:: Exercise input

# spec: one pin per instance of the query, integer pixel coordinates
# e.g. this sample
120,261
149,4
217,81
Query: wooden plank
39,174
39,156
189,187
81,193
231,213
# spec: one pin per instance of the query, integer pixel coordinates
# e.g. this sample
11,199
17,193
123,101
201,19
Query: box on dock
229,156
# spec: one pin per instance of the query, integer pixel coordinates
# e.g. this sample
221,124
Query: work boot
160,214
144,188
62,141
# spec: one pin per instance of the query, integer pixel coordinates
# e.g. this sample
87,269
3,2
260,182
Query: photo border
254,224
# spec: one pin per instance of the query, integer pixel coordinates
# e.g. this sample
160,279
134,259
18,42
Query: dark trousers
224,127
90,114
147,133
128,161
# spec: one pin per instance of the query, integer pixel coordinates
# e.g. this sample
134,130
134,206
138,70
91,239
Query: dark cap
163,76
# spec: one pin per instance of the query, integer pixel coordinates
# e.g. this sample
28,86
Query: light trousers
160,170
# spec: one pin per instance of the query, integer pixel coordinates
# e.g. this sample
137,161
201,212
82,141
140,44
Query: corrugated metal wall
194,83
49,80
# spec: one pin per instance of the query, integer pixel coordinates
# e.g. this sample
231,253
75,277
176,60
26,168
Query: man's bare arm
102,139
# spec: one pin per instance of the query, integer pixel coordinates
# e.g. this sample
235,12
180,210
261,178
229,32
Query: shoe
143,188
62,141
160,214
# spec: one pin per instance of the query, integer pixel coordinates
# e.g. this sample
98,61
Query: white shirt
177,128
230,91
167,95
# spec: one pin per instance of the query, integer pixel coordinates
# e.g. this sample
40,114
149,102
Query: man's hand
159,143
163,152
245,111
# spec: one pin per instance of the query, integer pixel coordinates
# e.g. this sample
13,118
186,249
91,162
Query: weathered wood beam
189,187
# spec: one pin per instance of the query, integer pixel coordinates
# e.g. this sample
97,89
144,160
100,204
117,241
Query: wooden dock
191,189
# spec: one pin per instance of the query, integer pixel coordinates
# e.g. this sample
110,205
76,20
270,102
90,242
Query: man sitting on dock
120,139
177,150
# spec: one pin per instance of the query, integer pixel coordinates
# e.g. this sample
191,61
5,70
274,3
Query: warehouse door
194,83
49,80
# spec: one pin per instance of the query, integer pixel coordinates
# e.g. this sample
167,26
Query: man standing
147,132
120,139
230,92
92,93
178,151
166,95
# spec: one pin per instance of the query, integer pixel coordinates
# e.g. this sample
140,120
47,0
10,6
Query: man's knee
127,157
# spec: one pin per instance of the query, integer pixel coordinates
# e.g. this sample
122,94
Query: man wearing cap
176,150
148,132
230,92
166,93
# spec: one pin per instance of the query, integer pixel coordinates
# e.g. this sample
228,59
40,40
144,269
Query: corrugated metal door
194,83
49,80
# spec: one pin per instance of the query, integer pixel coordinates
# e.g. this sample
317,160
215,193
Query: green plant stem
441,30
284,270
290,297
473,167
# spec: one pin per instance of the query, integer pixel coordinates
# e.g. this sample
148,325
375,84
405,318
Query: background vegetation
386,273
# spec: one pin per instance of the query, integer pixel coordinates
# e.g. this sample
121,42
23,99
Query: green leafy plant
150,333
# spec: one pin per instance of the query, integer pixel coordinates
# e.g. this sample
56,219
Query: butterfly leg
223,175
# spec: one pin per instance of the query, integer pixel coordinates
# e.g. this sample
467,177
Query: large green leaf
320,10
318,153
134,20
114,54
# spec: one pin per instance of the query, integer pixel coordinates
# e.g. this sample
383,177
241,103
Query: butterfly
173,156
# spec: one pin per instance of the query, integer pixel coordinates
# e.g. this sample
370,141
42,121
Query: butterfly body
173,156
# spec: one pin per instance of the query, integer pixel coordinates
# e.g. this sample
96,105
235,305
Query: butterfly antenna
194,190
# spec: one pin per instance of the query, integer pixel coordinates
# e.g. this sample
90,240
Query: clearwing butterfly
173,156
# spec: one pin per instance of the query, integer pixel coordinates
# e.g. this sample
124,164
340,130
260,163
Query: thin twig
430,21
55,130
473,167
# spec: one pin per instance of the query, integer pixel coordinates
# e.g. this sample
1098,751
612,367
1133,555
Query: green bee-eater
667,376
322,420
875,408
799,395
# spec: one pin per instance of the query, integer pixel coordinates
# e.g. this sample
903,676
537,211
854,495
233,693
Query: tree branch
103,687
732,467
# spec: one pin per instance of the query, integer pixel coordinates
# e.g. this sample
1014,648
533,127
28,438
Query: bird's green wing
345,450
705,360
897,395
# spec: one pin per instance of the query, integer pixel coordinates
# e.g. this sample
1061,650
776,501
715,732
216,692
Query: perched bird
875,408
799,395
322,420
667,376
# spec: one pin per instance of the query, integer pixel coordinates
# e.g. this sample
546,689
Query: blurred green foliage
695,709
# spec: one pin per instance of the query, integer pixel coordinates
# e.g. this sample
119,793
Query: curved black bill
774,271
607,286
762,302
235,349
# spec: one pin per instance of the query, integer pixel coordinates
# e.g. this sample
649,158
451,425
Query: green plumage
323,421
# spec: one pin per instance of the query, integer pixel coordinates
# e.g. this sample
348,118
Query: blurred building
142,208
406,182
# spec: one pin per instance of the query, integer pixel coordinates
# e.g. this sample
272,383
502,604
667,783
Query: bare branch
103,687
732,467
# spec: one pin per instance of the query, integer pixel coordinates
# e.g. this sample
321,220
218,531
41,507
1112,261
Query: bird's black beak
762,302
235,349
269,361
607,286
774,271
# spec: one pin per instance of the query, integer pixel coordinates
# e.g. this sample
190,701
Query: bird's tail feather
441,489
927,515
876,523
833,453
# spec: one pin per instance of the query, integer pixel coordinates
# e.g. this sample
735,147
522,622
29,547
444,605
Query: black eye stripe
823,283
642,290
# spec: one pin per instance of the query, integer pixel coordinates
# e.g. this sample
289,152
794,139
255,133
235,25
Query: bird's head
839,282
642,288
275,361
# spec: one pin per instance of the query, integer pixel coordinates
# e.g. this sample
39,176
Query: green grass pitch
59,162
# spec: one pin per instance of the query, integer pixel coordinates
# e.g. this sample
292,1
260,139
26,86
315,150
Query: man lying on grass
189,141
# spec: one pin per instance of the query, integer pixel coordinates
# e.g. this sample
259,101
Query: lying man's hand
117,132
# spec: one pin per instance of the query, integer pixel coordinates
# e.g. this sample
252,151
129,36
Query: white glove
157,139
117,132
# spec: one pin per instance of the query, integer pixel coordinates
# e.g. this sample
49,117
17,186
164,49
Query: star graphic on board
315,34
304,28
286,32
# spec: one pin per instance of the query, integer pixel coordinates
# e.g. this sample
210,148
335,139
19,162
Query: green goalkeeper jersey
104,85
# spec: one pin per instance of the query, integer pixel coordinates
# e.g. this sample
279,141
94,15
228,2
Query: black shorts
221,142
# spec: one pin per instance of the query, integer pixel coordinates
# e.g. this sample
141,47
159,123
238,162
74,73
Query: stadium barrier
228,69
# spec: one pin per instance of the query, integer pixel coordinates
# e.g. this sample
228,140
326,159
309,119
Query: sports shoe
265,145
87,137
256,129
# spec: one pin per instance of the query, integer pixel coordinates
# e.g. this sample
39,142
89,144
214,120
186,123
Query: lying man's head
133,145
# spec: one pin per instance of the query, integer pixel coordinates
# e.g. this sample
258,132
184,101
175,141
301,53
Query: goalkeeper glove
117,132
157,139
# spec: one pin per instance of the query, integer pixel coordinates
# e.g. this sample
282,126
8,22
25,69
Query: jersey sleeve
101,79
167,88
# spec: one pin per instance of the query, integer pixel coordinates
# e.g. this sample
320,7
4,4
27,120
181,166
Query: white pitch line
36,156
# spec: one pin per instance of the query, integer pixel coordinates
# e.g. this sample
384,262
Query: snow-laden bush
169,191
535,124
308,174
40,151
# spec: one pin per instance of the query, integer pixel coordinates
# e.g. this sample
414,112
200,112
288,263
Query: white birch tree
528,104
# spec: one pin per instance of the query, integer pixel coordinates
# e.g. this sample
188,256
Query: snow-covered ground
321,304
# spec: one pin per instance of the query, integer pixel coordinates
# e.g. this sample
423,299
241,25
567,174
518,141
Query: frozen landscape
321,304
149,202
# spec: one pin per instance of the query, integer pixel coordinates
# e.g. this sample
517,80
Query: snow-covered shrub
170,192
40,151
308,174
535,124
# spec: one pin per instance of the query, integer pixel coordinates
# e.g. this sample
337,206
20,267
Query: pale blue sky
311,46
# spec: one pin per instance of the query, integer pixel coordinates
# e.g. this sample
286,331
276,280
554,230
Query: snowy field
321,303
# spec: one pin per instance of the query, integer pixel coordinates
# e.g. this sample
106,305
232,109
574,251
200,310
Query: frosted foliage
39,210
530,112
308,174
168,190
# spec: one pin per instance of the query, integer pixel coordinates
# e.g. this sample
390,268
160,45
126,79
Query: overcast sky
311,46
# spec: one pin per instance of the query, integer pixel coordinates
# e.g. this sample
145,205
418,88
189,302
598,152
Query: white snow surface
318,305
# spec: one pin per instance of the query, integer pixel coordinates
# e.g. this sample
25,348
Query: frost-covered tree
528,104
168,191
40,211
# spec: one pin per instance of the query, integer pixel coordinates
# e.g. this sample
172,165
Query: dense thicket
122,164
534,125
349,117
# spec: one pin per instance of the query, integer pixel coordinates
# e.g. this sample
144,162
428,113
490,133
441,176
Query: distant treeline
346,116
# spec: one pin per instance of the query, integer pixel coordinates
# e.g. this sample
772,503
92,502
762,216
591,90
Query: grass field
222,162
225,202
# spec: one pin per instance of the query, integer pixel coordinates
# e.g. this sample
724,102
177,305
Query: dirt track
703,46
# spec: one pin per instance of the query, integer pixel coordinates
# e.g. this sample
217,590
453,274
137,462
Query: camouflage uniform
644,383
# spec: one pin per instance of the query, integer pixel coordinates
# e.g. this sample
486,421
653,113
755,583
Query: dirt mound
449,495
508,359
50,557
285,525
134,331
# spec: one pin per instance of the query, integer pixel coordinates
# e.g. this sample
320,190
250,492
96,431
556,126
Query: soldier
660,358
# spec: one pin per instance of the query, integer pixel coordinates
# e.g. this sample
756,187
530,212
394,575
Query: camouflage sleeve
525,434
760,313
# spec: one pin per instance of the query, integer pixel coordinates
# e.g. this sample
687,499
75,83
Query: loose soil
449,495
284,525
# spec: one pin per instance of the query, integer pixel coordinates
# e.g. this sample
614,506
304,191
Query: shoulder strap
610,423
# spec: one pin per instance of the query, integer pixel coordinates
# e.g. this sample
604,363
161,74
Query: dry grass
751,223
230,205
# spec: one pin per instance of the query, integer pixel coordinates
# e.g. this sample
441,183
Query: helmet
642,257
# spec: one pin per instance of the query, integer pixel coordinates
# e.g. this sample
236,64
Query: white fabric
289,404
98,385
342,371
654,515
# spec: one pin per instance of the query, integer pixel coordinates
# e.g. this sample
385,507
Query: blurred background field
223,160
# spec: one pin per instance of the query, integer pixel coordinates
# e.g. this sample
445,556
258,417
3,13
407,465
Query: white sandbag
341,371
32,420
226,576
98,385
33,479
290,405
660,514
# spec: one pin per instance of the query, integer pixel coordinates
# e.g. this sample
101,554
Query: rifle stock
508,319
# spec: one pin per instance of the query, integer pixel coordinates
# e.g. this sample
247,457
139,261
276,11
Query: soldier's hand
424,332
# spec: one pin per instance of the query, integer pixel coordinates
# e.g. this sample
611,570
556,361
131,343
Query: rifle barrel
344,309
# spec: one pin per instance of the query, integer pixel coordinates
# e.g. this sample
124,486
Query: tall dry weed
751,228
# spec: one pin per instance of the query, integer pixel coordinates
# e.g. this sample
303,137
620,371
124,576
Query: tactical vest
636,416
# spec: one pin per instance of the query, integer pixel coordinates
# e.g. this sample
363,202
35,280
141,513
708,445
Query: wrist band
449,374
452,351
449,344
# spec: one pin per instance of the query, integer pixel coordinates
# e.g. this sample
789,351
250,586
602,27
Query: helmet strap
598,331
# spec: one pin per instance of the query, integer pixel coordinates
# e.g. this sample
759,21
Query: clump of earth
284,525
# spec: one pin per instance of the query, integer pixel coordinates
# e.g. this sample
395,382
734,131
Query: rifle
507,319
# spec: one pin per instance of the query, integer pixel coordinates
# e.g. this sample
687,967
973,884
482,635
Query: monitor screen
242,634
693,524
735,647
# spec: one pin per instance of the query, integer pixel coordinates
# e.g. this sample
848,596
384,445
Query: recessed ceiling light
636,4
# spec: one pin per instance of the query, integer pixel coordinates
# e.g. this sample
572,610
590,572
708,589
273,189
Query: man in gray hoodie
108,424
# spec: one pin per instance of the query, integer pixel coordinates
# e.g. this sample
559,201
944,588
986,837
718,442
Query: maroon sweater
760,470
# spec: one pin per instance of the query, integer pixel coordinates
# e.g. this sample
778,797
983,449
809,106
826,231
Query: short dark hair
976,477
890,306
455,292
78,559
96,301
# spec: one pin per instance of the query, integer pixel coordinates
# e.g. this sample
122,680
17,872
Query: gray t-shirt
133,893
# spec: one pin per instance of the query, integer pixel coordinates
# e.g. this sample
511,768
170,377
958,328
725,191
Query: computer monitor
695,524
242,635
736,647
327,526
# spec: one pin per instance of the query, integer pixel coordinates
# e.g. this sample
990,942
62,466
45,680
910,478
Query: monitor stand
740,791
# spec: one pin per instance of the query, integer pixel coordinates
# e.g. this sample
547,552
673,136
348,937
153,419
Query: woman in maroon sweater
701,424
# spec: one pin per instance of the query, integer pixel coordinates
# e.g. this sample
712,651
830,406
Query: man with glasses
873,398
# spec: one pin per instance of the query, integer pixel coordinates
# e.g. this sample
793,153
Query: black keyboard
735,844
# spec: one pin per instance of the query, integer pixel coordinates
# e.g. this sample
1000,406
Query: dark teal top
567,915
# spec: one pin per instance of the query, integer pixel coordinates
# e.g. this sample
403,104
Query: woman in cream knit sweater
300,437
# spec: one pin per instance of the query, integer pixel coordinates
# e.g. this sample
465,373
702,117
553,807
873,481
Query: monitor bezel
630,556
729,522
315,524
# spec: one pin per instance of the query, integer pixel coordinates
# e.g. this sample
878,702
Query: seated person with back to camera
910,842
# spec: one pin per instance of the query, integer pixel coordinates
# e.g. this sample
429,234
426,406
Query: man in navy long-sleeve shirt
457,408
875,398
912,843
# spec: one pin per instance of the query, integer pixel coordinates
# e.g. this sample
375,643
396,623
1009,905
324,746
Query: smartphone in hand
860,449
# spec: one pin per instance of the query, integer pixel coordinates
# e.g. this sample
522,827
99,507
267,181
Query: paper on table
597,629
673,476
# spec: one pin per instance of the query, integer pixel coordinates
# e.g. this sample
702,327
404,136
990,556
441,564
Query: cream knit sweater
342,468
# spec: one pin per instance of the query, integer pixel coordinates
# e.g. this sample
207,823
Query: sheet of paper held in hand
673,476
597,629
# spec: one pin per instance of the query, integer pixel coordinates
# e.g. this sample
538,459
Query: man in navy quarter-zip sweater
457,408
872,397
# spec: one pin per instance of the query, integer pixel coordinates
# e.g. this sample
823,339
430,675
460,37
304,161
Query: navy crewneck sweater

::::

Written exercise >>
Pull out every line of the records that contains the word "corrugated", keeping case as given.

Written answer >>
Query: corrugated metal wall
Query: corrugated metal door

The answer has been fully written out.